* [Problems]
A. Answer these from the article about the triferrous iron chain compound:
(i) Collaborators at which university synthesized the compound?
(ii) In what year was the compound reported?
(iii) Who worked with Bates to perform the calculations?
B. Decide whether each statement agrees with the article about the triferrous iron chain compound, and quote the words that settle it:
(i) The paper appeared in Inorganic Chemistry.
(ii) The compound shows antiferromagnetic couplings between adjacent irons.
(iii) The calculations ran on computing resources located off campus.
C. Write what comes next in the article about the triferrous iron chain compound, starting after its final sentence.
═════ Excerpt provided ═════
BOONE, N.C. — Dr. Jefferson Bates, associate professor in the Appalachian State University Department of Chemistry and Fermentation Sciences, is the lead author of a new paper published in Inorganic Chemistry. The work, titled “Symmetry Breaking in a Triferrous Extended Metal Atom Chain,” provides a thorough analysis of the electronic structure of a novel transition metal compound synthesized by collaborators at Furman University with potential single-molecule magnet behavior. Single-molecule magnets are an exciting class of molecules that have applications in quantum computing and spin-based electronics.
Extended metal atom chain (EMAC) complexes are typically designed so that metal-metal bonding can be carefully explored, according to Dr. Bates. Despite hundreds of known EMACs, the complex of interest in their study is the first iron EMAC with short iron-iron bonds and a high-spin ground state that exhibits ferromagnetic couplings between adjacent irons. Though the compound was reported in 2020, full characterization of this compound required advanced computational analysis to compare with available experimental data.
Bates shared, “Density functional theory (DFT) is a powerful computational tool that yields deep insight into the behavior of the electrons in chemical compounds such as EMACs. This compound exhibits structural features that are dependent on temperature, as well as a tendency to align the spins of each iron in parallel, which we were able to elucidate and rationalize with careful computation.”
To study the triferrous EMAC, Bates worked with recent graduate Jack McKeon '24 to perform the needed calculations through high-performance computing available on campus. “We utilized basic DFT calculations, which are fast on modern computers, as a platform for understanding where higher-level, more computationally demanding methods were needed. This approach yielded a clear picture of the structural and magnetic properties of this novel compound,” said Bates.
═════ Raw data ═════
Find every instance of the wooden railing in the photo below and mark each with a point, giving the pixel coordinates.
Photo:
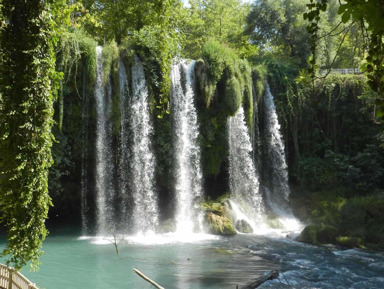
═════
* [Outputs]
A.
(i) Furman University
(ii) 2020
(iii) Jack McKeon '24, a recent graduate

B.
(i) Yes: "is the lead author of a new paper published in Inorganic Chemistry"
(ii) No: "exhibits ferromagnetic couplings between adjacent irons"
(iii) No: "through high-performance computing available on campus"

C.
The results reported in Bates’ paper illustrate the important impact of the coordination environment around the irons, and how the iron ions bond with one another. Their results confirmed a high-spin ground state that is susceptible to a geometric distortion as the temperature of the sample is cooled, thereby rationalizing the discrepancy between solution and solid phase measurements reported in the experimental literature. A small energy gap between different magnetic spin states, in addition to the ferromagnetic coupling between the irons predicted by DFT, ultimately points to a good candidate for single-molecule magnetism. The insights provided therein will help guide the rational design of future compounds in order to optimize their magnetic properties.
Bates and McKeon published the paper in collaboration with Dr. Gary Guillet, associate professor in the Department of Chemistry at Furman University. Their work is currently supported by the National Science Foundation through a Research in Undergraduate Institutions (RUI) grant from the Division of Chemistry, for which Bates is a co-principal investigator.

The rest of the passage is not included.